Data to use:
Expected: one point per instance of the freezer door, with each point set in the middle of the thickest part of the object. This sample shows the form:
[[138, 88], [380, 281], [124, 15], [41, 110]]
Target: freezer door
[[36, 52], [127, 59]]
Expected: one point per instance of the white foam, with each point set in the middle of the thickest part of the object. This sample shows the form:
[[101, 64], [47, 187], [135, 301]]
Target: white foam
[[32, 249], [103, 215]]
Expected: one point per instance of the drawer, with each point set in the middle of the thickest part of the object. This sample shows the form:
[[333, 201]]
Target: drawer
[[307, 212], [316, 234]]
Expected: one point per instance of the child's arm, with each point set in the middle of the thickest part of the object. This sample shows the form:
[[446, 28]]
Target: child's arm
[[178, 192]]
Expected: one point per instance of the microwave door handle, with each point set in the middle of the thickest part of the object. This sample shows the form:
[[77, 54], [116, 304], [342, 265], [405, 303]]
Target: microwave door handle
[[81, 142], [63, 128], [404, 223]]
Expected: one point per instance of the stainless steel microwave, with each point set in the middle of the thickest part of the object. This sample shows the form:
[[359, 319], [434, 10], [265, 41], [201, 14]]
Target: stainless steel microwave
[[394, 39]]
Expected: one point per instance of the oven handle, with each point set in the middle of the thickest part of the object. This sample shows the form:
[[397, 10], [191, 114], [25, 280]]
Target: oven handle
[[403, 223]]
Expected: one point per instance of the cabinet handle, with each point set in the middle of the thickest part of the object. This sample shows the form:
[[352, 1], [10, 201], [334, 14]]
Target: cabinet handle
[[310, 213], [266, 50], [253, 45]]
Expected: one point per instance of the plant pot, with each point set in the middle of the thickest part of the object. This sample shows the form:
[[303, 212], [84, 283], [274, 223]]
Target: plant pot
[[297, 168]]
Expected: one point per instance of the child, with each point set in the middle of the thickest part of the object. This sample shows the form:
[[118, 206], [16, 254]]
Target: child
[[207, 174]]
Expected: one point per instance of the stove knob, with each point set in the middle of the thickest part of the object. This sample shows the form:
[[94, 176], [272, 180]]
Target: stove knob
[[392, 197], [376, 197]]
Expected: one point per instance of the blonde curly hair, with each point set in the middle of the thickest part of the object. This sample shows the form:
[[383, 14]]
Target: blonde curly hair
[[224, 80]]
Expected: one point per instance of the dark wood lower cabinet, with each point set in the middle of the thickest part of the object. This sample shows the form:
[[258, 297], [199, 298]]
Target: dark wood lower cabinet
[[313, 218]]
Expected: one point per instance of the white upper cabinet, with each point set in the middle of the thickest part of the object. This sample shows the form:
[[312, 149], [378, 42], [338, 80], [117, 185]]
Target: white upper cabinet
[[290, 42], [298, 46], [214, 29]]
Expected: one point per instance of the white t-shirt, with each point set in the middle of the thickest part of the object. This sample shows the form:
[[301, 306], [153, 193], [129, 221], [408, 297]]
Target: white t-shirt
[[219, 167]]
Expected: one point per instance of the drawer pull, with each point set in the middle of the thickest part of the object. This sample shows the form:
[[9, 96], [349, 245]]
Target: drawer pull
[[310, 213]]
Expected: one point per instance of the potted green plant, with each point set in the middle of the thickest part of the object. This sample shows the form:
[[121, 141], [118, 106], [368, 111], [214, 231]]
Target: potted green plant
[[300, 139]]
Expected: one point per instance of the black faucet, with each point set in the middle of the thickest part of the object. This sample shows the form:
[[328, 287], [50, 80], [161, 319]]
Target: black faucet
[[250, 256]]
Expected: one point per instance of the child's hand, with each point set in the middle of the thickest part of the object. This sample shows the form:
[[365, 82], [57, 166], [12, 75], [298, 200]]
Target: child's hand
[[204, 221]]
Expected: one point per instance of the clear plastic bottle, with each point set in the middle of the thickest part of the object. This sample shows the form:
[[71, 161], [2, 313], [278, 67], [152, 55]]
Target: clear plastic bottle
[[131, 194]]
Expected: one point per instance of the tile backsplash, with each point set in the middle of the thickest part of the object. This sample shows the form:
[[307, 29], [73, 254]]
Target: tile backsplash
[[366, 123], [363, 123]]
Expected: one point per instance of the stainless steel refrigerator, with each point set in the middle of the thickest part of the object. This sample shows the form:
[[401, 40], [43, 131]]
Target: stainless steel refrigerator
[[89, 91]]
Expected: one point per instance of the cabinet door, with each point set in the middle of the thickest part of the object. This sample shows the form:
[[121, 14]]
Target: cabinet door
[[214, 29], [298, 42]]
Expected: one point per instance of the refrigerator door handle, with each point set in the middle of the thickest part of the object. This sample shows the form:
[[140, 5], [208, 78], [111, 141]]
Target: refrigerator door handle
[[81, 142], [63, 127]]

* * *

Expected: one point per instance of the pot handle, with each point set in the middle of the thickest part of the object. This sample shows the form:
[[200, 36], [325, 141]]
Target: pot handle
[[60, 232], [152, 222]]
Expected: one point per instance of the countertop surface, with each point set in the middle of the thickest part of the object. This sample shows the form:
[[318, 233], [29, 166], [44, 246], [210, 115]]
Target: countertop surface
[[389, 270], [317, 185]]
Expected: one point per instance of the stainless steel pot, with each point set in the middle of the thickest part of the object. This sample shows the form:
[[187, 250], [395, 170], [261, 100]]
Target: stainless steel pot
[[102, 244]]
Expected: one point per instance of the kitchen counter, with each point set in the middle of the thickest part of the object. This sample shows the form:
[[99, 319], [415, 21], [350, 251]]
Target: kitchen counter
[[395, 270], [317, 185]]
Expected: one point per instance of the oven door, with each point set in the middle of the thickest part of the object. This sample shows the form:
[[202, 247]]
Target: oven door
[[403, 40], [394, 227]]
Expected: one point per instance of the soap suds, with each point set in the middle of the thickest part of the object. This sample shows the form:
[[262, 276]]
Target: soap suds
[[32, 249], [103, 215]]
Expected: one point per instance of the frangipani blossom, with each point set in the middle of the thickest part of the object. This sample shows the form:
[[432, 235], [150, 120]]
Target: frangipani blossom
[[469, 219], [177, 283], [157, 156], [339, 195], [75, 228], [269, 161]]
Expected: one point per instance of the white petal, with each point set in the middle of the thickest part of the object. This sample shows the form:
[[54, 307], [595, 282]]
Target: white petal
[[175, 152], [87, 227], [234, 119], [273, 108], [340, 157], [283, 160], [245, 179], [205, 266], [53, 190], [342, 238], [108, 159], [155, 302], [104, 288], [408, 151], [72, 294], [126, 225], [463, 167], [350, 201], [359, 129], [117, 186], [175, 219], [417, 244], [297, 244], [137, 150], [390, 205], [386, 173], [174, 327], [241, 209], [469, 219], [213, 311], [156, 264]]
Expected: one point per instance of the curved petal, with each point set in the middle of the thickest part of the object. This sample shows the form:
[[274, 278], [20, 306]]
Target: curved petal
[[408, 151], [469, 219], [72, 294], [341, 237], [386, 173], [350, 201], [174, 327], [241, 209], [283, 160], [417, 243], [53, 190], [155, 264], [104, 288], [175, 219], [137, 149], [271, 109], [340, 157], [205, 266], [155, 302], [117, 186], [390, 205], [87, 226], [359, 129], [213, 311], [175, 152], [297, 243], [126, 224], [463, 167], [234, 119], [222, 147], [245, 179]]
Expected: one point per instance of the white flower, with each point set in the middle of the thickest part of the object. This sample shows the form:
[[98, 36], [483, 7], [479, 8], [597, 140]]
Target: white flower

The exercise:
Write out again every line from the one containing "steel microwave, with" through the one containing "[[392, 197], [376, 197]]", requests included. Scale each answer coordinate by 0.6 and round to a whole number, with halves going up, while leaving the numbers in the requests and their format samples unchanged.

Completed exercise:
Expected: one point per instance of the stainless steel microwave, with each point set in the middle of the thickest part of the object. This sample shows the form:
[[359, 319], [434, 10], [265, 41], [201, 14]]
Target: stainless steel microwave
[[236, 23]]
Expected: one point per instance of the oven handle, with each point set in the middle of the thickest part of the object. This sample shows the form:
[[397, 10], [191, 114], [25, 280]]
Target: oven handle
[[242, 134]]
Expected: one point per instance of the cabinet handle, with each point set in the middle of the thickest part of the object. This sample shows the form:
[[352, 1], [10, 201], [334, 14]]
Target: cabinet handle
[[186, 128], [160, 30], [152, 27]]
Expected: one point per instance of the plant pot, with each point set in the middle of the thickest part of the object. This sample shows the form:
[[303, 212], [84, 283], [274, 223]]
Target: plant pot
[[178, 101]]
Expected: one point per instance of the child, with each point set in the middle of the thickest part of the object. This sample shows the form:
[[118, 206], [16, 254]]
Target: child
[[124, 104]]
Expected: one point per instance of the stove knob, with each point set in the middle of the thickest part of the object. This sample shows the form:
[[94, 176], [272, 180]]
Target: stove knob
[[235, 118], [226, 118]]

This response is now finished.